--- START ---

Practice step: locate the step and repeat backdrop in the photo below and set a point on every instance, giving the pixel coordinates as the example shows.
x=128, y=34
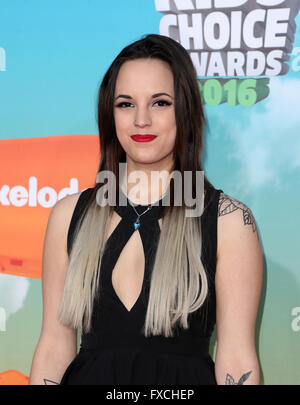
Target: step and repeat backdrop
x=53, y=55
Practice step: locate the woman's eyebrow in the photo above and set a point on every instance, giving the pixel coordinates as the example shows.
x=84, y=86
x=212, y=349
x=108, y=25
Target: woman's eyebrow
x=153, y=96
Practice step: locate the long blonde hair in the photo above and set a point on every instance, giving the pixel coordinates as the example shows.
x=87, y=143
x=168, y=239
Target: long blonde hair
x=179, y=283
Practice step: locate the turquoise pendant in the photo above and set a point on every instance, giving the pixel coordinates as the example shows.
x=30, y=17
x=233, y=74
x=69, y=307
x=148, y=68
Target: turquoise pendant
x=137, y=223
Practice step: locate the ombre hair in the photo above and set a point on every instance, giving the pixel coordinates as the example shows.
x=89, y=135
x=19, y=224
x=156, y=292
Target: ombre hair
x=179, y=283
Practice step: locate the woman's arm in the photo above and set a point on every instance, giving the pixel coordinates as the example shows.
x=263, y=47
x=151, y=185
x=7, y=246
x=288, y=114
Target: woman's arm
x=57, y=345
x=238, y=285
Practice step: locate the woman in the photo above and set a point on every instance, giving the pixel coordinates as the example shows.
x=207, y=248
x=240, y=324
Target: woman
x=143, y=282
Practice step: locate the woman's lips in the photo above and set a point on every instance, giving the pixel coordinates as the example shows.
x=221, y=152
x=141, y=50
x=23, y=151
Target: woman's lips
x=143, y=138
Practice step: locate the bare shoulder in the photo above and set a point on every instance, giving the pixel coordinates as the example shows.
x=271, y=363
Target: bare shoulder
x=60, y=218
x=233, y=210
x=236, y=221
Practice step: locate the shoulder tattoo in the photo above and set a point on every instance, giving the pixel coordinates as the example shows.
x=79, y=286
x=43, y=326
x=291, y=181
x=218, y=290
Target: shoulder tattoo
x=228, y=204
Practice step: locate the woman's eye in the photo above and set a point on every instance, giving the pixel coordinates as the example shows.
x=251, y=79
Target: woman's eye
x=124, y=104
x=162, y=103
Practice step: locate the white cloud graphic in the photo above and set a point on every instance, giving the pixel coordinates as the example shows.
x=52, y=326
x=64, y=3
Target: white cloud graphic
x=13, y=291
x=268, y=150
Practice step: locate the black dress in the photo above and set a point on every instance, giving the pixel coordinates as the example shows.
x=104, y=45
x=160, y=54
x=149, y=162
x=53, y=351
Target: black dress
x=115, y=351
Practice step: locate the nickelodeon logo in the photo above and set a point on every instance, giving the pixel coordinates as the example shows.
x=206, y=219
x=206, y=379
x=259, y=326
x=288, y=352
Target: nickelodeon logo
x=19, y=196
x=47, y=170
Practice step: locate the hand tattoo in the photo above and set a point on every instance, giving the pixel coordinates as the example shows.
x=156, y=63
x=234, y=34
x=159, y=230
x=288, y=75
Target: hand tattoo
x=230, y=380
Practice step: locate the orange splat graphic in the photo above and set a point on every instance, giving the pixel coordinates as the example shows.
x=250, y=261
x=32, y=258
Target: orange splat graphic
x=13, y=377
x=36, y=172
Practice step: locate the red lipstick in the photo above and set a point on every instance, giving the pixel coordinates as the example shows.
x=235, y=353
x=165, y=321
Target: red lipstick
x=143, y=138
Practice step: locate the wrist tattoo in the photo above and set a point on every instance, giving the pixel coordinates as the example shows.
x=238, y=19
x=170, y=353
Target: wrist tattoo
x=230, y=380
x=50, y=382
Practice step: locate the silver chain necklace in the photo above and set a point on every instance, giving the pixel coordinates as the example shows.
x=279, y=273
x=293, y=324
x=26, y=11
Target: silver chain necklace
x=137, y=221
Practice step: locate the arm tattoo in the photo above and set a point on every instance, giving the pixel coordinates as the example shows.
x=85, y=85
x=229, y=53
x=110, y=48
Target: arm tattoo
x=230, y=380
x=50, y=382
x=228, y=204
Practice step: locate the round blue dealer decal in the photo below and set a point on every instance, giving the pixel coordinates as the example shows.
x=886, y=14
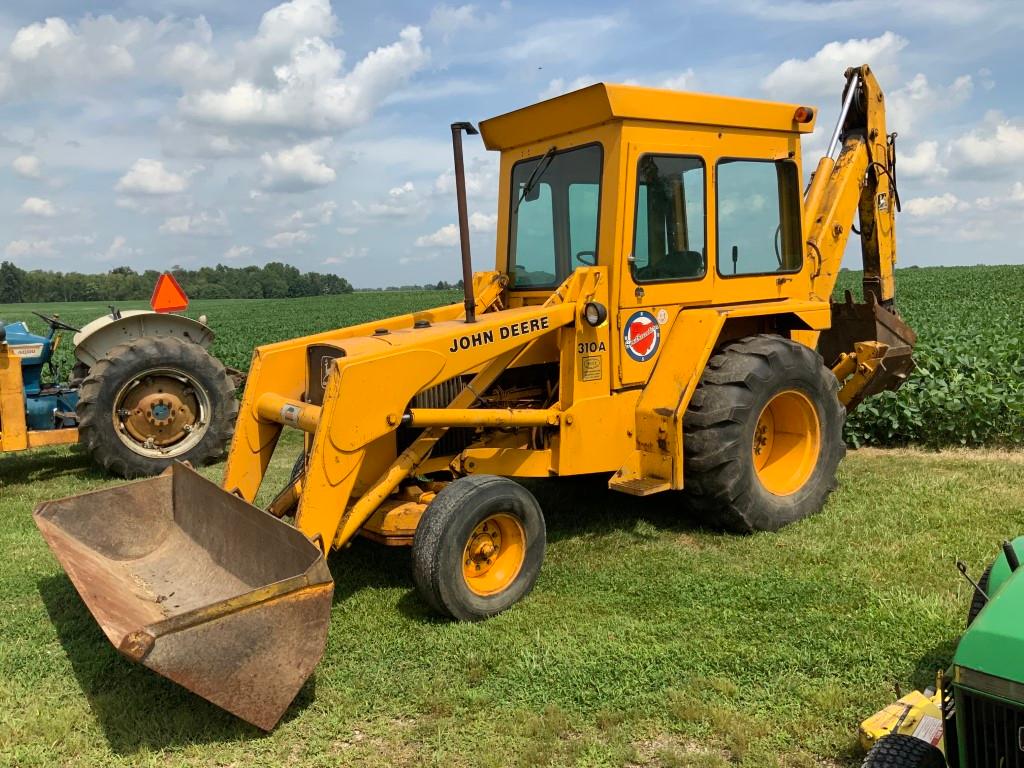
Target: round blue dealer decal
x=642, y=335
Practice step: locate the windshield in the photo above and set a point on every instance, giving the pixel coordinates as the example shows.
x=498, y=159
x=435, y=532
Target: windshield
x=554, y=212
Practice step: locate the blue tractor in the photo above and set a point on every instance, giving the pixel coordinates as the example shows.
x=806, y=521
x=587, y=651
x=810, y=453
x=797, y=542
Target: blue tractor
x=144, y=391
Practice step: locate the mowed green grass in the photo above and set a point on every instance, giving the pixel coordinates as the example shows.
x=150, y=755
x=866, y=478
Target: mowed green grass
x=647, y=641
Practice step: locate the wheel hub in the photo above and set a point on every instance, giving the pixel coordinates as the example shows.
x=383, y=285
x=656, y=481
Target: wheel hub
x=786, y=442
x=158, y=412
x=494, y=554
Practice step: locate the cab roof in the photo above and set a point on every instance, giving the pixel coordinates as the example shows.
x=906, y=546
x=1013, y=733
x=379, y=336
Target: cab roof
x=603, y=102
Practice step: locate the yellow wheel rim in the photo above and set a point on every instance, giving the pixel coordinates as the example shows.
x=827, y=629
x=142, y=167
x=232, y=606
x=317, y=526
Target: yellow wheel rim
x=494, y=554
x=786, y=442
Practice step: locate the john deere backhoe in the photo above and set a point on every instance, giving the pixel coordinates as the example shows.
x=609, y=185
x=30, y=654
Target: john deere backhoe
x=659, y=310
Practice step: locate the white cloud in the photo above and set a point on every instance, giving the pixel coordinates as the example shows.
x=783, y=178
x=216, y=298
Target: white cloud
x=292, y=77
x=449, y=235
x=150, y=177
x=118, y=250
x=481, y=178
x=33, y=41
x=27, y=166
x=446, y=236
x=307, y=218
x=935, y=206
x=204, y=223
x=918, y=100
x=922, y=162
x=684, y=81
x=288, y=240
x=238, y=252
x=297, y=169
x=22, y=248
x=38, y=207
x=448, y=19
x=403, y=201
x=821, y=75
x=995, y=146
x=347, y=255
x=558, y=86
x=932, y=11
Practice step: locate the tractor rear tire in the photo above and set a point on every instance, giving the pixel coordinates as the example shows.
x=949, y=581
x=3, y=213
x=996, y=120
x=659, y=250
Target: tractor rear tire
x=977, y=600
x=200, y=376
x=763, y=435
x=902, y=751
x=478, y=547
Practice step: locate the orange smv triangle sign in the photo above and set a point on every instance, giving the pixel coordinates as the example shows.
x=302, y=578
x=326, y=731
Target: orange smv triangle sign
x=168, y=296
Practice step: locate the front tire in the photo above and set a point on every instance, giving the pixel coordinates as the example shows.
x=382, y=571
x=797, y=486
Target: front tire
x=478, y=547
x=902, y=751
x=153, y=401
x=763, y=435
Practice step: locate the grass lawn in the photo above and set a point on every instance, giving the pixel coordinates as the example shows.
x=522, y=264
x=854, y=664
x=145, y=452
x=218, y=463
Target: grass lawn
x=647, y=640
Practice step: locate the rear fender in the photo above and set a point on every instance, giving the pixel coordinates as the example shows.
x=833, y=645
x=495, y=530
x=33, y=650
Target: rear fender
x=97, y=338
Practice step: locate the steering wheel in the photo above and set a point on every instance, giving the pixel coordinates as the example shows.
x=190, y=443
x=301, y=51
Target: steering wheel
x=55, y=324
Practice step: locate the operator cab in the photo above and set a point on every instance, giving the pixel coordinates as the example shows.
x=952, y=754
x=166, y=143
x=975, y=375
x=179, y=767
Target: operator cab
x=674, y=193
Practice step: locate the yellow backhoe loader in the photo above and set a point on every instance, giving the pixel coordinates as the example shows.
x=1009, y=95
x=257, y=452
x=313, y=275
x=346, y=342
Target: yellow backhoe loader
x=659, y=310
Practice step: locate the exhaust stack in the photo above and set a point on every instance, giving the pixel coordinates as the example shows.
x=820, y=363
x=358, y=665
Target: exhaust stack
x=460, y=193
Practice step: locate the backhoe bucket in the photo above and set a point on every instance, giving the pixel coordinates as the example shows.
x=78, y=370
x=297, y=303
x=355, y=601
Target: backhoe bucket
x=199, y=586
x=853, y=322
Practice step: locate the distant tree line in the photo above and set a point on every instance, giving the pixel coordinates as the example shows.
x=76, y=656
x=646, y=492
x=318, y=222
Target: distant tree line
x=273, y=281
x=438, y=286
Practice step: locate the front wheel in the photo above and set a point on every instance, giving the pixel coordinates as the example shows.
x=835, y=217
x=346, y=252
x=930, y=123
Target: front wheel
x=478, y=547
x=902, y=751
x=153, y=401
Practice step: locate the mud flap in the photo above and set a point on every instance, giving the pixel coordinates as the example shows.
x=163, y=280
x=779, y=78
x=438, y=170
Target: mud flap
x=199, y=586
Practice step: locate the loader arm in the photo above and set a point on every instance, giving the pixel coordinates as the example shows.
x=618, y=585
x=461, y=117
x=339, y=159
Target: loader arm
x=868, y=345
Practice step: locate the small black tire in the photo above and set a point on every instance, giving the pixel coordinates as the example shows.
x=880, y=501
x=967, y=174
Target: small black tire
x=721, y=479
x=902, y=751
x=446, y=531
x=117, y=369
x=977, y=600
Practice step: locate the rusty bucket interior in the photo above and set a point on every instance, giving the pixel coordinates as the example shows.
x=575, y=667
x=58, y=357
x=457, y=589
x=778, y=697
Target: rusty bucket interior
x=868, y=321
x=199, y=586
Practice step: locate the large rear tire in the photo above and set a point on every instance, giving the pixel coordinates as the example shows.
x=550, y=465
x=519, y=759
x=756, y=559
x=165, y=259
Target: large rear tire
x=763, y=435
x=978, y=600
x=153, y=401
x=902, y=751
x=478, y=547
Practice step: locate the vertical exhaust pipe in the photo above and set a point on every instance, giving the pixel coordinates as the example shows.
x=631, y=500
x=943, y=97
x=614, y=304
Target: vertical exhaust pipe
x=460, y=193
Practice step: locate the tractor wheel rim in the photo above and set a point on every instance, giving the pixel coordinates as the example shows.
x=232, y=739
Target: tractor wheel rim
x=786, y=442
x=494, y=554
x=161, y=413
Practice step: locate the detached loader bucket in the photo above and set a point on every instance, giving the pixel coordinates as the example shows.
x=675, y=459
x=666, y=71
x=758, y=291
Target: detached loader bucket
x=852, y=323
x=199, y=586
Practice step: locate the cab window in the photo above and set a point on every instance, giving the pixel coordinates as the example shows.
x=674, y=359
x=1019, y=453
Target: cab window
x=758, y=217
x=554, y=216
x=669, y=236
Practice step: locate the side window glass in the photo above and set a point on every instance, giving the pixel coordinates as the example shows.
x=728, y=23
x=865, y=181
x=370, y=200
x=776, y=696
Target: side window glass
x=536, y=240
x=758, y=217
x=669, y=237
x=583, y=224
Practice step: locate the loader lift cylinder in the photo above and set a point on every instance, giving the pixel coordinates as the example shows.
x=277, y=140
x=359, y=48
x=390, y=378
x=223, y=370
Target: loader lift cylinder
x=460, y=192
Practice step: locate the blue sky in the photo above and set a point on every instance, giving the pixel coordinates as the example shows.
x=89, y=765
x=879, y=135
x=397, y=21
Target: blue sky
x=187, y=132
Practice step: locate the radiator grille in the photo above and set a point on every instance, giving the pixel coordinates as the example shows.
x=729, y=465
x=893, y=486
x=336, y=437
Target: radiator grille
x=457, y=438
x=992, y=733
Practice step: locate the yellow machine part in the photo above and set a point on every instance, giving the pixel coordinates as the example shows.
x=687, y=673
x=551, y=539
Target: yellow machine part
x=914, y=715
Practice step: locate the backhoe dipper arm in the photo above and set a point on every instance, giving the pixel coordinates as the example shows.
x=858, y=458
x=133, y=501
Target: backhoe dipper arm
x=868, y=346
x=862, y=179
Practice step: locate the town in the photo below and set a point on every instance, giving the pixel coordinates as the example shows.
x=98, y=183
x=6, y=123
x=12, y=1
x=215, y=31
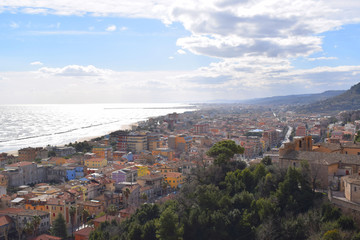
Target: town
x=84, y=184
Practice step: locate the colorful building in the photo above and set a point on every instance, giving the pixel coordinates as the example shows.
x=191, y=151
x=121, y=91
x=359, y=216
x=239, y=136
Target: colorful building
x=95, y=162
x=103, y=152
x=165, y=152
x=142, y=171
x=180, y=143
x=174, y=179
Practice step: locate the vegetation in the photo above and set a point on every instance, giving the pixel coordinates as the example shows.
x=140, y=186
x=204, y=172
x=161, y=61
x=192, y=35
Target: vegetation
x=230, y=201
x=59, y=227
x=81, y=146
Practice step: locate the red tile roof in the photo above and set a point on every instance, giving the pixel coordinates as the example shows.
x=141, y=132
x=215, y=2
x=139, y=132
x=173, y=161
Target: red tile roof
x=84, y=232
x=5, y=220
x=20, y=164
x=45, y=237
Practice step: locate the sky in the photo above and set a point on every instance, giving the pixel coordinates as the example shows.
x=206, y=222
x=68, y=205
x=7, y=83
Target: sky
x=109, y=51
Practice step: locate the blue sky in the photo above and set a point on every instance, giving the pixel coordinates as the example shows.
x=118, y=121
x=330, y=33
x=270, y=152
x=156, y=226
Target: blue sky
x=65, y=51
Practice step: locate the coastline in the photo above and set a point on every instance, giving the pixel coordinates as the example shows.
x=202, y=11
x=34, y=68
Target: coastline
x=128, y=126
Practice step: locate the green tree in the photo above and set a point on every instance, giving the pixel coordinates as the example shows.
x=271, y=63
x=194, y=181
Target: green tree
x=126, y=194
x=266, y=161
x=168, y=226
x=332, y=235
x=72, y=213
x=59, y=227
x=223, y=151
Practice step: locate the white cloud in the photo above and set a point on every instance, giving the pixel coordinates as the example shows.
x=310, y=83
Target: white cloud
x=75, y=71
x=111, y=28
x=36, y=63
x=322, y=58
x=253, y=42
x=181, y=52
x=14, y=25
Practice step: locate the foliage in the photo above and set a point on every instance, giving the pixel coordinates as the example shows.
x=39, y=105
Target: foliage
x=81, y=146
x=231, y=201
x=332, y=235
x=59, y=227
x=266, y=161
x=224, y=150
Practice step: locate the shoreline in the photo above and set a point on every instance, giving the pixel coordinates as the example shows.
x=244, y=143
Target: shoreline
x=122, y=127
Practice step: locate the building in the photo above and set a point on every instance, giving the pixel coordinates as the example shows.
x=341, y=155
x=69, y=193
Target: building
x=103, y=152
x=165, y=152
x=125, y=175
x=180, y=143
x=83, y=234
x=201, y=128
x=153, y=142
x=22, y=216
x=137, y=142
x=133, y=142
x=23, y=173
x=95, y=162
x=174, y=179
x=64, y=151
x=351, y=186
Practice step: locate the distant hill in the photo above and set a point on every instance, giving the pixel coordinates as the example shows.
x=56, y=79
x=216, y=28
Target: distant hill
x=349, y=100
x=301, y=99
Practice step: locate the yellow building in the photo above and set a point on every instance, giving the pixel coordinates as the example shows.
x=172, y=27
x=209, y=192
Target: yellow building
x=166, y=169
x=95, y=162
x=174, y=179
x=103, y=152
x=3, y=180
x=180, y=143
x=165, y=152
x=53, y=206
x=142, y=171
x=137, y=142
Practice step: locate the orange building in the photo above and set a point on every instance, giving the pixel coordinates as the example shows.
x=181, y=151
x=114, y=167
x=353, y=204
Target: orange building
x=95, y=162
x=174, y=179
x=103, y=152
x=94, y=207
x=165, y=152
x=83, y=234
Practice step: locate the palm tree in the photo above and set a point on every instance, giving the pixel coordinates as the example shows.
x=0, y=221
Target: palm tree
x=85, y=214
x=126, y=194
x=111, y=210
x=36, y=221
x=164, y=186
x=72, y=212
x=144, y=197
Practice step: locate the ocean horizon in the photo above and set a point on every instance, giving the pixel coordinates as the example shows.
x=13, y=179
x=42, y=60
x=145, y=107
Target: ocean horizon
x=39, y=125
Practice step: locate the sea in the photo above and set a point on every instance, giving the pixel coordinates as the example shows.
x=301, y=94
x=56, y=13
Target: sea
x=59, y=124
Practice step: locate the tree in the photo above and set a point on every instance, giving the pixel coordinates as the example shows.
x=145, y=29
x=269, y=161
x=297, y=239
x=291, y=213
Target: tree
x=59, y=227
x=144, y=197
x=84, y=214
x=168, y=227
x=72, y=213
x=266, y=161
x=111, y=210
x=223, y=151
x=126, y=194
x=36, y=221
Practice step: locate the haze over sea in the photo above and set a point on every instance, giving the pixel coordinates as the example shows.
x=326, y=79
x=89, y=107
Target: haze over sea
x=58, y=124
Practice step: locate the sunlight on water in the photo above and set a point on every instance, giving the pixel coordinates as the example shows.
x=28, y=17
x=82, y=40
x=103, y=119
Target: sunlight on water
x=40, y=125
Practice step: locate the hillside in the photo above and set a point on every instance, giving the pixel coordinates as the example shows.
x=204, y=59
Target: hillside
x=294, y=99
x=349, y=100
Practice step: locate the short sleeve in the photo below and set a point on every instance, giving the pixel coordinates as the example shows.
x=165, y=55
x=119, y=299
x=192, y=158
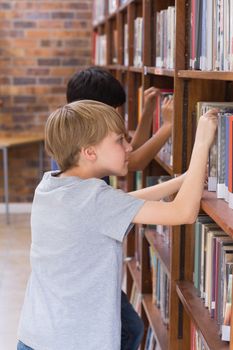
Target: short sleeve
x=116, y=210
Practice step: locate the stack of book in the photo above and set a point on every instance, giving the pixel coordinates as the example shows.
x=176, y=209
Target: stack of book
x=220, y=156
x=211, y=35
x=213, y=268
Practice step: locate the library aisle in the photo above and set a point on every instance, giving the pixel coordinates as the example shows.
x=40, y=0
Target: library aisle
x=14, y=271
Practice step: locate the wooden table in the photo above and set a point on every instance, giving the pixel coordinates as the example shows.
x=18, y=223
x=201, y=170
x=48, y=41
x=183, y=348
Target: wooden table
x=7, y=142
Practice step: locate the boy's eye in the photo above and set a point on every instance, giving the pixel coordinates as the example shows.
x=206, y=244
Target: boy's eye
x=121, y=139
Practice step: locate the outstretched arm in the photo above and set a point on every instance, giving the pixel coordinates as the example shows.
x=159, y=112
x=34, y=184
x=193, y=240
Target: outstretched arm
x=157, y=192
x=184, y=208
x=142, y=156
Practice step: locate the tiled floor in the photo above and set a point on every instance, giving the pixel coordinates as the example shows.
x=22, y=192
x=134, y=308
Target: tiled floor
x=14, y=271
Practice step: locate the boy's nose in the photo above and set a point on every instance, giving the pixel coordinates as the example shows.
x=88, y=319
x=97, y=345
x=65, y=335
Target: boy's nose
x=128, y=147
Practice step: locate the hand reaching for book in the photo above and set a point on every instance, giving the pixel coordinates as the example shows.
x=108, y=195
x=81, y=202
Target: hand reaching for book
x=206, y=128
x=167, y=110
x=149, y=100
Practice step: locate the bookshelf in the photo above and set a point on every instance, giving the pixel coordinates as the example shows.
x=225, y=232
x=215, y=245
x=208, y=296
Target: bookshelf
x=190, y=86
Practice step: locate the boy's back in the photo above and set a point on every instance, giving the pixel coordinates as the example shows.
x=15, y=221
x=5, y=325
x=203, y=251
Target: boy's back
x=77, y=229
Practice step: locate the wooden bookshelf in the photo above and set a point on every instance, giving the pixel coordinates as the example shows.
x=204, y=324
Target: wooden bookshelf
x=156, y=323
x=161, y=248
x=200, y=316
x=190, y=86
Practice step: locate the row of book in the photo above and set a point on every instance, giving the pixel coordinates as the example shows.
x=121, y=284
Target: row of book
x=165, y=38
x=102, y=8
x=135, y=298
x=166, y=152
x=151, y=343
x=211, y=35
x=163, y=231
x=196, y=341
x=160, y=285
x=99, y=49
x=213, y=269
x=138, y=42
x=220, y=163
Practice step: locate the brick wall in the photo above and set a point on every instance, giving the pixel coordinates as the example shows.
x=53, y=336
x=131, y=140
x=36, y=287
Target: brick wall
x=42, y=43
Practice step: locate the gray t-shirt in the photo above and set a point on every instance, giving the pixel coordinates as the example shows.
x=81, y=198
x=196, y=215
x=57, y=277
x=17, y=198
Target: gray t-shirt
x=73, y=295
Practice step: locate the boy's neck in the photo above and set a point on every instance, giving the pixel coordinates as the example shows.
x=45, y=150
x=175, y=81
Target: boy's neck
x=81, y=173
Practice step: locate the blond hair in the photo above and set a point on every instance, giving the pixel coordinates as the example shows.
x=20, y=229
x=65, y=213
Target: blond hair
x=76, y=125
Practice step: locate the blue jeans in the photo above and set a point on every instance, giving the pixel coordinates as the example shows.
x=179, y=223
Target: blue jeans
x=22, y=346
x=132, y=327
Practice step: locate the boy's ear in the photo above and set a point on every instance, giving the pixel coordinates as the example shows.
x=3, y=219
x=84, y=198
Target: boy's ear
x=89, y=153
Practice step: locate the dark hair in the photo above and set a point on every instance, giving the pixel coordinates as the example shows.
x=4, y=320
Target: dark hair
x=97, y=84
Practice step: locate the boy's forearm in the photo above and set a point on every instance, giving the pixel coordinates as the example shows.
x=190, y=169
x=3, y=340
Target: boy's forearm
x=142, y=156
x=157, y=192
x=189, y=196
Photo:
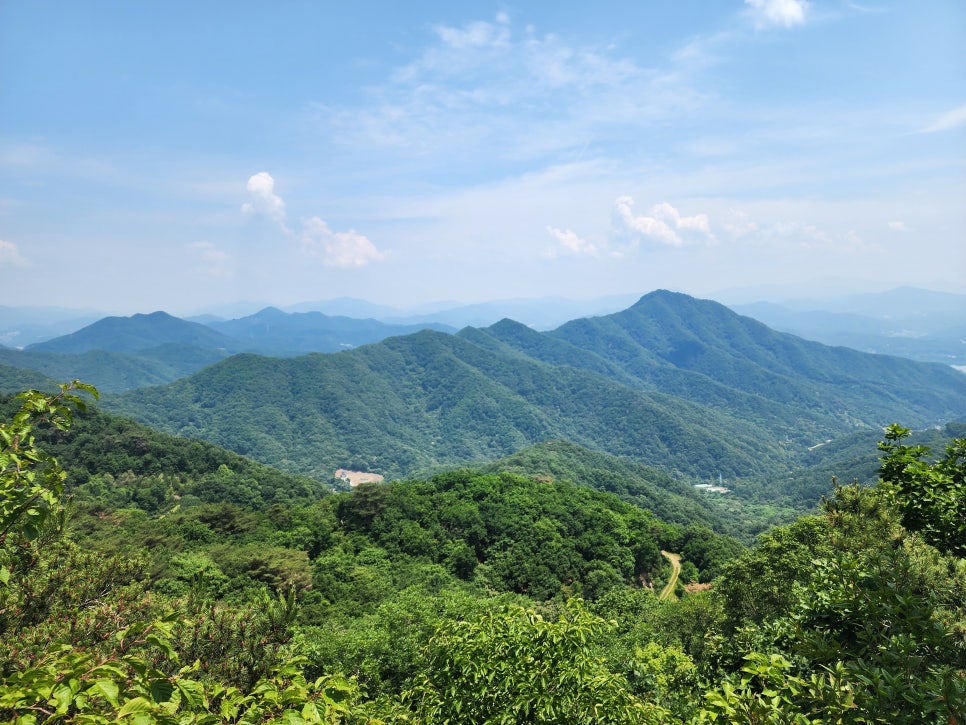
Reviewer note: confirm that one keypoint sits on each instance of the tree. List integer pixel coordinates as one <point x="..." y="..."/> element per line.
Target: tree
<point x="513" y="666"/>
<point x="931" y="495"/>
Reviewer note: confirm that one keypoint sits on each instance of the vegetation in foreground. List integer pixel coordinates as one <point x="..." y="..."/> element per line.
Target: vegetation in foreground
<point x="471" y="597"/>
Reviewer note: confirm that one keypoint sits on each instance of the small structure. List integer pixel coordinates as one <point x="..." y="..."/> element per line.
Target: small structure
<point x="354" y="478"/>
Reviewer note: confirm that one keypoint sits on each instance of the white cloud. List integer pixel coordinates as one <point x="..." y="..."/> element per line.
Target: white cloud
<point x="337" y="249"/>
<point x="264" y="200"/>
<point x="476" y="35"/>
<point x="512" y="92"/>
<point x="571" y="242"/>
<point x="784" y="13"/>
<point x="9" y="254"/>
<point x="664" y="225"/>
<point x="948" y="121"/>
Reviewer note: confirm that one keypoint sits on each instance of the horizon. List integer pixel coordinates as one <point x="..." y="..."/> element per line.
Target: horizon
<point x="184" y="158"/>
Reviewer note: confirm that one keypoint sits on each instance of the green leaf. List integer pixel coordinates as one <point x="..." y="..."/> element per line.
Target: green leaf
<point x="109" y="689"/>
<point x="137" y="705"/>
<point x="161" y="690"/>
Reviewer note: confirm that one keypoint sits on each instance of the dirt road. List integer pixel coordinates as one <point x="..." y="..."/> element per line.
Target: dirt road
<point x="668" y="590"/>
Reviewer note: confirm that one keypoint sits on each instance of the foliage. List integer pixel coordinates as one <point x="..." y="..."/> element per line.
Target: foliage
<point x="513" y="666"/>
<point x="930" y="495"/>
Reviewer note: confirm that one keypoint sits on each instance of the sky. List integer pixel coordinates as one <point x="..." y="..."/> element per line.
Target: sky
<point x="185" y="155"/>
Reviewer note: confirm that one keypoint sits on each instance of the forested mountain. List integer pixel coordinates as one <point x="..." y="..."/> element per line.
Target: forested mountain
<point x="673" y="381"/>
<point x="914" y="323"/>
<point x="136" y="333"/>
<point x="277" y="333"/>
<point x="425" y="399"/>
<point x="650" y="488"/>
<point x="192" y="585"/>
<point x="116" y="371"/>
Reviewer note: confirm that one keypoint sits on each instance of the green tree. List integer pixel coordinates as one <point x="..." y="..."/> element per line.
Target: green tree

--- END ---

◆ Description of the task
Set down, from the entries above, exactly the lines from the one with "x=379, y=336" up to and including the one with "x=659, y=250", and no other lines.

◆ Result for this exercise
x=379, y=336
Target: cab roof
x=603, y=102
Practice step: locate the yellow wheel rim in the photo above and set a point on every instance, giving the pixel coordinates as the example shows.
x=827, y=629
x=142, y=167
x=232, y=606
x=317, y=526
Target: yellow wheel rim
x=494, y=554
x=786, y=442
Practice step: locate the john deere backhoe in the photo above and set a point on every instance, giving the pixel coordinates as the example shows.
x=609, y=185
x=30, y=654
Target: john deere backhoe
x=659, y=310
Practice step: locate the white cloud in the photo above and set a point on every instance, giving the pixel coordinates as the example shows.
x=783, y=178
x=216, y=298
Target: white cloud
x=292, y=77
x=449, y=235
x=150, y=177
x=118, y=250
x=481, y=178
x=33, y=41
x=27, y=166
x=446, y=236
x=307, y=218
x=935, y=206
x=204, y=223
x=918, y=100
x=922, y=162
x=684, y=81
x=288, y=240
x=238, y=252
x=297, y=169
x=22, y=248
x=38, y=207
x=448, y=19
x=403, y=201
x=821, y=75
x=995, y=146
x=347, y=255
x=558, y=86
x=932, y=11
Practice step: locate the tractor rear tire in the photo above and set a point on every instance, giving the pixel coordinates as the example shows.
x=949, y=581
x=3, y=213
x=996, y=120
x=659, y=250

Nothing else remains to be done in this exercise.